#### Dataset entries:
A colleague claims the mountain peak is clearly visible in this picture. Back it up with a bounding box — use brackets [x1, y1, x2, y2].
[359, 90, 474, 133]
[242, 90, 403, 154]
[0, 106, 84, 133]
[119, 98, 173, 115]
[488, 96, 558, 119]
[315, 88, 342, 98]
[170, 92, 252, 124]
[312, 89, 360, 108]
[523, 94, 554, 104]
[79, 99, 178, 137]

#### Exercise instructions:
Write out every entry word for word.

#### Answer space:
A colleague claims the mountain peak is clearly visible in this picture. Back it up with a bounding box — use brackets [x1, y1, x2, y2].
[359, 90, 474, 133]
[242, 90, 403, 154]
[0, 106, 84, 133]
[119, 98, 173, 115]
[488, 96, 558, 119]
[315, 88, 342, 98]
[170, 92, 252, 124]
[312, 89, 360, 108]
[523, 94, 554, 104]
[79, 99, 178, 137]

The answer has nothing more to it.